==== TEXT SECTION ====

The structure of this research consists of six sections. Section 1 provides an overview of the topic and the background for the study. Section 2 proposes the problem of research. Section 3 describes the Markov decision process of VSL control. Section 4 explains the VSL control problem based on improving a deep deterministic policy gradient (DDPG) under emergency. Section 5 discusses the study’s results. Finally, Section 6, the Conclusion, summarizes the research findings and provides insights into future work.

2. Problem Proposed

This section presents the basic model of traffic flow and then explains the principle of the VSL to solve emergencies based on the traffic flow model. Note that the explanation of the symbols mentioned as follows is shown in Table A1.

2.1. Traffic Flow Model

The basic parameters of the traffic flow model including traffic flow, speed and density can explain many non-equilibrium phenomena such as traffic bottlenecks, traffic shock waves, stop-and-go traffic and so on. The cell transmission model (CTM) is widely used to reveal the foundation features of traffic flow and is a traffic flow model that has the characteristics of a microscopic model [31]; What is more, the CTM is a macro-model with mathematical analytical properties. Therefore, the CTM is widely used in dynamic traffic allocation to explain a more realistic traffic flow distribution. The segment can be divided into several sub-sections (cells) based on the CTM, and then based on the principles of traffic flow conservation and waves, the transfer relationship between sub-sections is established, which can dynamically describe the process of evolution in a spatiotemporal manner. Each cell represents the sub-segment, reflects the characteristics at multiple time and space scales, and at the same time more accurately captures traffic waves and waiting vehicles.

As shown in Figure 1, the road segment can be divided into several cells. The state of each sub-segment (cell) can be represented as Equation (1).

x_{i} (t) = [v_{i} (t), k_{i} (t), q_{i} (t), L_{i}],

(1)

where

x_{i} (t)

represents the state of cell i at time t,

v_{i} (t)

represents the average speed (km/h) of cell i at time t,

k_{i} (t)

represents the density (veh/km) of cell i at time t,

q_{i} (t)

represents the traffic flow (veh/h) of the cell i, and

L_{i}

represents the length (km) of cell i.

2.2. Principle of Variable Speed Limit

Based on the above basic traffic flow parameters, the relationship between traffic flow and density of each sub-section can be expressed in Figure 2. The relationship between flow and density under a congested environment is complex, and there is an unstable traffic state between free flow and congested flow, which is called a metastable region [32]. The traffic state in metastable regions will increase the possibility of emergency. The obvious feature is that the road capacity of the sub-segment decreases suddenly after the occurrence of emergencies and other similar events. At the same time, the traffic capacity of the road section will be changed accompanied by the traffic conditions such as congestion density and critical density, as shown in Figure 2.

==== DATA FOR REVIEW ====

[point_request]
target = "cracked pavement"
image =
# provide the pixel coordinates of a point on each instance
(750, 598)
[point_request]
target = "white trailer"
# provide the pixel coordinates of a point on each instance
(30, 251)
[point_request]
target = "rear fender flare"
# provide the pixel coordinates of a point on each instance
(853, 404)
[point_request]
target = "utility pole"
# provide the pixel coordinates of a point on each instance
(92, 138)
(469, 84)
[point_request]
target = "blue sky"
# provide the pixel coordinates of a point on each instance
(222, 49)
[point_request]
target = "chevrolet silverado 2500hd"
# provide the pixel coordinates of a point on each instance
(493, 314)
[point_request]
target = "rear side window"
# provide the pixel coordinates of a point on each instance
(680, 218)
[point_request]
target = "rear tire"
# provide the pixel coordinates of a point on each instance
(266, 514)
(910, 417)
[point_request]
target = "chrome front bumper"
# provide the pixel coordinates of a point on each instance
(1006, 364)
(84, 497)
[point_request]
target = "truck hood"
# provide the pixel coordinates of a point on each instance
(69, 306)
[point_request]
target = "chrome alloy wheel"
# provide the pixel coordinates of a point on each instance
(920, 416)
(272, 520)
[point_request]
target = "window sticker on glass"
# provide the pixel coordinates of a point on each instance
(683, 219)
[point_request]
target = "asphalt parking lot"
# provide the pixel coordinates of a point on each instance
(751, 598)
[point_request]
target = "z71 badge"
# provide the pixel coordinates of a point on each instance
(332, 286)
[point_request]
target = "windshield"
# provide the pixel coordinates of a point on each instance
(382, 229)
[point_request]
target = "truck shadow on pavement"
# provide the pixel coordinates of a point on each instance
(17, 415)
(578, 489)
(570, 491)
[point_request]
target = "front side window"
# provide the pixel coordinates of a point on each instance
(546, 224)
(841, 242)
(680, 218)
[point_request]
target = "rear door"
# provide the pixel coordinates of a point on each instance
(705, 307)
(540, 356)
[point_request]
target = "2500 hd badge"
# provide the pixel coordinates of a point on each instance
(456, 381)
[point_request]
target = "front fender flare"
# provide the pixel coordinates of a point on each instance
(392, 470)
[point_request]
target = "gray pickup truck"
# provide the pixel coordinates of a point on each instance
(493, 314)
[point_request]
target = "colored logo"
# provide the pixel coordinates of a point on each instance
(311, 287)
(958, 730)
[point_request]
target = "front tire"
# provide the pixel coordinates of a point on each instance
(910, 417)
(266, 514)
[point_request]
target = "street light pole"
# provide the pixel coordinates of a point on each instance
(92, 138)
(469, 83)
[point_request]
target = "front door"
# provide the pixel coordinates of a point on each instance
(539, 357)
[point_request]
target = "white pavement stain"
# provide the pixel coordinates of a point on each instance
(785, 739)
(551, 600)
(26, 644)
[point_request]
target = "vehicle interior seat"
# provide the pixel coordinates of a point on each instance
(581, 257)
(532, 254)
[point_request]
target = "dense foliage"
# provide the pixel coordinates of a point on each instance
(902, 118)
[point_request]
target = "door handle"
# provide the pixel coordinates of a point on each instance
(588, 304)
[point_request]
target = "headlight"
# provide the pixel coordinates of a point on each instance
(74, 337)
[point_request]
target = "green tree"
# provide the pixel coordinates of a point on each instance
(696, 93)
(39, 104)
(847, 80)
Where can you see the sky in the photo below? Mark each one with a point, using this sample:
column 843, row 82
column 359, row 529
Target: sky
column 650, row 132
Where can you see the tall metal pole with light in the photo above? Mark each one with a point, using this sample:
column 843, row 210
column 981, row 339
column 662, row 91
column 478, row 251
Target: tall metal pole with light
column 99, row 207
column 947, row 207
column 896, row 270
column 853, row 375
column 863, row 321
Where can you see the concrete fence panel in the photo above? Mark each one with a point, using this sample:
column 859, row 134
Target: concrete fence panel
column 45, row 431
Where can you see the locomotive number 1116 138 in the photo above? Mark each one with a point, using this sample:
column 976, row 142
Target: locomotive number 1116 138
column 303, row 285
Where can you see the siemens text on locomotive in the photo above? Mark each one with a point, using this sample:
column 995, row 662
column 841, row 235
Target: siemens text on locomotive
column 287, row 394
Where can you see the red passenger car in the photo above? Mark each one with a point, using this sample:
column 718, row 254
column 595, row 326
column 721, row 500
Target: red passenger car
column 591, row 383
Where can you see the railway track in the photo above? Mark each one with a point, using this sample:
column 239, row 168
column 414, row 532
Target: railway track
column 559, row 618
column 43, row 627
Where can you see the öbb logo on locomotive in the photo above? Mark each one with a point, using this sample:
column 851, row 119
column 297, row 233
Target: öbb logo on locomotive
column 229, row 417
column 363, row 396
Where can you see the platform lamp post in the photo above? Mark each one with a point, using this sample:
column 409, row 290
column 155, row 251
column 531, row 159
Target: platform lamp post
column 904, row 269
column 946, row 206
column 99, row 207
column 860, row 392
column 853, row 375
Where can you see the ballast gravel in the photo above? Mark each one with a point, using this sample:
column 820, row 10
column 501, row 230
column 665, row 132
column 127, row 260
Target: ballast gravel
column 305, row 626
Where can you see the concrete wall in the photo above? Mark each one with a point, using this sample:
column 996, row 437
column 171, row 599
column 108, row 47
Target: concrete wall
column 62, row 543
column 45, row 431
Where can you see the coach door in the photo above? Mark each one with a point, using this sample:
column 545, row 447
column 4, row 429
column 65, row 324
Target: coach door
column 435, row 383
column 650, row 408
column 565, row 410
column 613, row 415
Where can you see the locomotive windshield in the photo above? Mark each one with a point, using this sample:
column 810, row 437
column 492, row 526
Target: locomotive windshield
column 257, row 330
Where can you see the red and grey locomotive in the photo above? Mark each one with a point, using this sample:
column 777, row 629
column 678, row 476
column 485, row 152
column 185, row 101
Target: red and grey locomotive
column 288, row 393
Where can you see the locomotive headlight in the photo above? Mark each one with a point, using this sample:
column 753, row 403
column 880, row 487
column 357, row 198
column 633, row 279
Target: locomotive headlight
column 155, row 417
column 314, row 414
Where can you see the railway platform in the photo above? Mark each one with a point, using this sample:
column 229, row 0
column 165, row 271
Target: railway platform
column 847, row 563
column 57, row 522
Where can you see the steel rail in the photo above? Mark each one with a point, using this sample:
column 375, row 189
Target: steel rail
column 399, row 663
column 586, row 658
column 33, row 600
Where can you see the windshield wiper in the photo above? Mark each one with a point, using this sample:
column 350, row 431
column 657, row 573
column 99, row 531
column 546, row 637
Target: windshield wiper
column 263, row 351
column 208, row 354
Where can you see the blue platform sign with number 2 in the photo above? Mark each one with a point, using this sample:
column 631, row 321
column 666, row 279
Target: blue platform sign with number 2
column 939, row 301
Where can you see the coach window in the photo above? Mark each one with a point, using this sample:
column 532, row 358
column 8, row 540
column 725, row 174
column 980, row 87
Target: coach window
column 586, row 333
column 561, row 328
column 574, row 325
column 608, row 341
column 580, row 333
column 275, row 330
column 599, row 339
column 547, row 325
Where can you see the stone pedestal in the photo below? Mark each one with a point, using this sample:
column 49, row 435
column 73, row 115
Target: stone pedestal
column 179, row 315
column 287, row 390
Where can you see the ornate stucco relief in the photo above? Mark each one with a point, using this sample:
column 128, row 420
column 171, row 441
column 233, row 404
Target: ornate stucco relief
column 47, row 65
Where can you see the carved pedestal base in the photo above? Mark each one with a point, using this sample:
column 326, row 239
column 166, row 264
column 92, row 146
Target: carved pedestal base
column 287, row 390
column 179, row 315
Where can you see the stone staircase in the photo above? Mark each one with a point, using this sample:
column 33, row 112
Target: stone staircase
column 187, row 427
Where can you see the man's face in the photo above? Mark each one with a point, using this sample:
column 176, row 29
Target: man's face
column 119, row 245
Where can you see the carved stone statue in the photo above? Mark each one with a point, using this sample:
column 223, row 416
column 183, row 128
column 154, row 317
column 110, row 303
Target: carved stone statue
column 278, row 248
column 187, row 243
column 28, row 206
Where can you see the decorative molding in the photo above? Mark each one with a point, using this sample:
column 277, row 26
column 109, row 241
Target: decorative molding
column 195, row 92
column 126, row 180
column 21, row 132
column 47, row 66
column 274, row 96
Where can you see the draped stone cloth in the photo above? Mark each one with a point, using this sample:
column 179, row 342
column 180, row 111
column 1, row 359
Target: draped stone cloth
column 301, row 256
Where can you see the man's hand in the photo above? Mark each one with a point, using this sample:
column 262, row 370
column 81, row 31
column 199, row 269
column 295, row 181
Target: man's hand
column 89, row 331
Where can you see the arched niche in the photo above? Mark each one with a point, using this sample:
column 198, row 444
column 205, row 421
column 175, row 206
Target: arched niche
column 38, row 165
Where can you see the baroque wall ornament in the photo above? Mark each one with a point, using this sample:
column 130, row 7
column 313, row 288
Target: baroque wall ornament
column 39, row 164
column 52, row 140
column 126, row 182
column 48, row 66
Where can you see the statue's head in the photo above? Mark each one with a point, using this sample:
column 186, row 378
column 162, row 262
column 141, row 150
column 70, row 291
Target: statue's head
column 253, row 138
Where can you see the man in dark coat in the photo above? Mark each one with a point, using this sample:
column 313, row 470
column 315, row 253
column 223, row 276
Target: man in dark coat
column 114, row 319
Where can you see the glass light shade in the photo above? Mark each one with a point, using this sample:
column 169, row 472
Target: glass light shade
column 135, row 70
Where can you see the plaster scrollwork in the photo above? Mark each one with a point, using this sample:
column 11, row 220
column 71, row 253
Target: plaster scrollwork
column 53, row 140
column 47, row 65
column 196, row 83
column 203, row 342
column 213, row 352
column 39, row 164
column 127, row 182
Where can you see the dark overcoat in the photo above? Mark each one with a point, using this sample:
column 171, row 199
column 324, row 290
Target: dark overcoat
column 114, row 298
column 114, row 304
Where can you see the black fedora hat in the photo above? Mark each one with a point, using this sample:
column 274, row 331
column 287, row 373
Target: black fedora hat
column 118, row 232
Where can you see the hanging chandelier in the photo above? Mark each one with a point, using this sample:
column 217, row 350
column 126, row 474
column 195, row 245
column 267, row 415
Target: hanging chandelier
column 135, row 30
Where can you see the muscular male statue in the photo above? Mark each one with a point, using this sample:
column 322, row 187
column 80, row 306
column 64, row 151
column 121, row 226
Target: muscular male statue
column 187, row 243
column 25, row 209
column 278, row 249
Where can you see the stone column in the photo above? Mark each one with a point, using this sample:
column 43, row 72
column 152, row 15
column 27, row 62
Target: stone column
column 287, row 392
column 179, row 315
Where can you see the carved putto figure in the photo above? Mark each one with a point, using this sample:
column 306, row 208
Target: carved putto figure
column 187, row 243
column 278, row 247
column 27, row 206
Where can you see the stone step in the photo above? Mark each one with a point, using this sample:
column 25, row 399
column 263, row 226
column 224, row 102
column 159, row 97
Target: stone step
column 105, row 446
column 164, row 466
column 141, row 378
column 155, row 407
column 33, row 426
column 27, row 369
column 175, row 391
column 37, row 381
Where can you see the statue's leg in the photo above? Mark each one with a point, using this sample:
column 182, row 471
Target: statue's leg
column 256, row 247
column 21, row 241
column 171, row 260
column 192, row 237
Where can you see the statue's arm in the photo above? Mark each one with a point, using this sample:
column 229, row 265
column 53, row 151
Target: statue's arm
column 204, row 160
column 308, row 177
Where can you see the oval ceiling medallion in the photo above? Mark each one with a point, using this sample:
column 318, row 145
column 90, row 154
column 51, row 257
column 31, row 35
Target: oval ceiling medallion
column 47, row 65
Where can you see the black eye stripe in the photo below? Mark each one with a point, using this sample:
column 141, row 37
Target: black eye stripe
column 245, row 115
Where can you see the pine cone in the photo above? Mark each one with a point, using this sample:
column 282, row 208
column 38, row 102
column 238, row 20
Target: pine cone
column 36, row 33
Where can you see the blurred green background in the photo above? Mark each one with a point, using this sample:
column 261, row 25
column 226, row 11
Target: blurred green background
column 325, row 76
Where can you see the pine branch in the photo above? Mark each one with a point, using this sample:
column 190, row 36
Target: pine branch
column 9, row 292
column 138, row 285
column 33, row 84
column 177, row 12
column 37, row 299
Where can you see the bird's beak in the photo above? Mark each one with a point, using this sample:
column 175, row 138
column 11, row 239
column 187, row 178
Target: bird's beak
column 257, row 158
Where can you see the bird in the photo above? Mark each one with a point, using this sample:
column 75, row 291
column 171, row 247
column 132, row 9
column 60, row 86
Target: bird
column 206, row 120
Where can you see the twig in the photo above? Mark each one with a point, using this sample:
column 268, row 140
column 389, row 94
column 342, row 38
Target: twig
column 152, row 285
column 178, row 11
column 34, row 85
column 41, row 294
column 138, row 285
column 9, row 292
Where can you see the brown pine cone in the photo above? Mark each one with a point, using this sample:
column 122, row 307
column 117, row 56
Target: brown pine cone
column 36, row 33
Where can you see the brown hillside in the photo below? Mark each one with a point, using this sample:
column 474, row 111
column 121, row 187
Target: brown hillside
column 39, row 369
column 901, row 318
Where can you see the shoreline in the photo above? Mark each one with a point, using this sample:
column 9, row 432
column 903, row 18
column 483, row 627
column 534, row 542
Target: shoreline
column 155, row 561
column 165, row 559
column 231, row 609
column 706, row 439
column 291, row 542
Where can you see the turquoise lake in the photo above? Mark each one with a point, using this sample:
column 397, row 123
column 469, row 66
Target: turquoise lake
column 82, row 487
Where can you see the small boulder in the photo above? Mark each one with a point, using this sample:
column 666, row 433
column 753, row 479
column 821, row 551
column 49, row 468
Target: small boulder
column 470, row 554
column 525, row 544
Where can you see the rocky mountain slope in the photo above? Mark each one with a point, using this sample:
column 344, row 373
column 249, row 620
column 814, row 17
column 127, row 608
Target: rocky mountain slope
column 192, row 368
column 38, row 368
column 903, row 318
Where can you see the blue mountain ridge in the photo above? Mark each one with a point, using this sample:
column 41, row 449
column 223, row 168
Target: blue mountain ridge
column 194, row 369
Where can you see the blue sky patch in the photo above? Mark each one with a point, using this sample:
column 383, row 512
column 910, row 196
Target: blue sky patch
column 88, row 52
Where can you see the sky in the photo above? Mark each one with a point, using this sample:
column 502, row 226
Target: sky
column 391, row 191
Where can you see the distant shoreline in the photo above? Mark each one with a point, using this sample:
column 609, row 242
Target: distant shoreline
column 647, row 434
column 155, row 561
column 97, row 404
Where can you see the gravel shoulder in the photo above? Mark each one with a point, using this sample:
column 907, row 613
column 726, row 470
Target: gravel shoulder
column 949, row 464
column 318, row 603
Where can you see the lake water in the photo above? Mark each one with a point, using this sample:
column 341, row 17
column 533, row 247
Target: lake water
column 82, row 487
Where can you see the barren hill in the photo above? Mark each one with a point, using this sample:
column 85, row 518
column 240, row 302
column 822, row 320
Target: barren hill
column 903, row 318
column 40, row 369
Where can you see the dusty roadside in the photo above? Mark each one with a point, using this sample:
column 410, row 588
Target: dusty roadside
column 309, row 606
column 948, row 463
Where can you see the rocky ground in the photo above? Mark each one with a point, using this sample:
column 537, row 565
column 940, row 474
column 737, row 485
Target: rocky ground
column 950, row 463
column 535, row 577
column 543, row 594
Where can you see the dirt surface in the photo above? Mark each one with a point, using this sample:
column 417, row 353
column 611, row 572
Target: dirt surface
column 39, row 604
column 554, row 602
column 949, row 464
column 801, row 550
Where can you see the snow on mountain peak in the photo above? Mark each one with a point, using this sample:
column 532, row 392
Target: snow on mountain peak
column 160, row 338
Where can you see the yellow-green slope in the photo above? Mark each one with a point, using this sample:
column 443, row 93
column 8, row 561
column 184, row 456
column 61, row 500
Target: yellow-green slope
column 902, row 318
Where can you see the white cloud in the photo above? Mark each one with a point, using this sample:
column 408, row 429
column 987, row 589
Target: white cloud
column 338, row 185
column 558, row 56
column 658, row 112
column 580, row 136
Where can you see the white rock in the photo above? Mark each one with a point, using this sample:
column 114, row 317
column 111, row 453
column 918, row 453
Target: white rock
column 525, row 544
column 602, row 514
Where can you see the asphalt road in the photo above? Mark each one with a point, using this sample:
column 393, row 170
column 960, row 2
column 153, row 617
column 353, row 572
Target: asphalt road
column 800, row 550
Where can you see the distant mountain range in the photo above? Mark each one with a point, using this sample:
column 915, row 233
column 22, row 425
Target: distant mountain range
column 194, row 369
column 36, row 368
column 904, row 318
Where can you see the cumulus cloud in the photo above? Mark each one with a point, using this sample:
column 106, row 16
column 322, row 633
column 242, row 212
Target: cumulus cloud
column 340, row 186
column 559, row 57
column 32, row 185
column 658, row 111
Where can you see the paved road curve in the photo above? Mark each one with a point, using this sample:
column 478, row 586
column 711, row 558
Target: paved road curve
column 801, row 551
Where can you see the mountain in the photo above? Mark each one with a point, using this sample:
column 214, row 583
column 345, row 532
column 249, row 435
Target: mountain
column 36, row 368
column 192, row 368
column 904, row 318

====

**WORK TASK 1**
Copy out everything in the traffic flow passage from "represents the length" down to "shown in Figure 2.", switching "road capacity" to "roadway capacity".
**WORK TASK 2**
Summarize the traffic flow passage in two sentences.
**WORK TASK 3**
Write the next part of the traffic flow passage, picking up after its final sentence.

**RESPONSE 1**
represents the length (km) of cell i.

2.2. Principle of Variable Speed Limit

Based on the above basic traffic flow parameters, the relationship between traffic flow and density of each sub-section can be expressed in Figure 2. The relationship between flow and density under a congested environment is complex, and there is an unstable traffic state between free flow and congested flow, which is called a metastable region [32]. The traffic state in metastable regions will increase the possibility of emergency. The obvious feature is that the roadway capacity of the sub-segment decreases suddenly after the occurrence of emergencies and other similar events. At the same time, the traffic capacity of the road section will be changed accompanied by the traffic conditions such as congestion density and critical density, as shown in Figure 2.

**RESPONSE 2**
The cell transmission model splits a road segment into cells, each described by its average speed, density, traffic flow and length, which lets it describe how traffic evolves over space and time. Between free flow and congested flow lies an unstable metastable region that raises the chance of emergencies, after which a sub-segment's road capacity drops suddenly.

**RESPONSE 3**
The VSL is an effective way to deal with reduced capacity. The principle is that even very small flows from on-ramps or mainline flow can create shock waves and traffic blocks when traffic is in metastable regions. The traffic will be interrupted. The VSL attempts to slow down the upstream traffic speed and limit a part of traffic flow into bottlenecks. Therefore, the speed limit of the sub-segment can change the shape of the fundamental graph, which makes the state from state A to somewhere between states B and C, as shown in Figure 3. The VSL can limit the inflow and recover the capacity drop by the limit flow equal to the capacity after the lane drop. The inflow can be restricted, and the vehicle travel time increases due to the speed limit control causing the average speed of the traffic flow to decrease. If not analyzed from a safety perspective, speed limit control plays a negative role in the operation of traffic flow. Therefore, it will only be more suitable in some emergency scenarios, such as alleviating downstream congestion and avoiding worsening downstream congestion.

3. Markov Decision Process of VSL Control

In this section, the VSL control problem under an emergency environment is described as the Markov decision process (MDP) and is formulated to address using deep reinforcement learning.

3.1. Markov Decision Process

The MDP is a classic decision-making process, and then we apply a reinforcement learning architecture to solve this problem. The agent will perceive the current system state and implement actions on the environment according to the strategy, thereby changing the state of the environment and receiving rewards. The accumulation of rewards over time is called reward. The MDP is described by its five components: (1) state space S; (2) action space A; (3) reward function R; (4) state transition matrix P; and (5) discount rate

γ

.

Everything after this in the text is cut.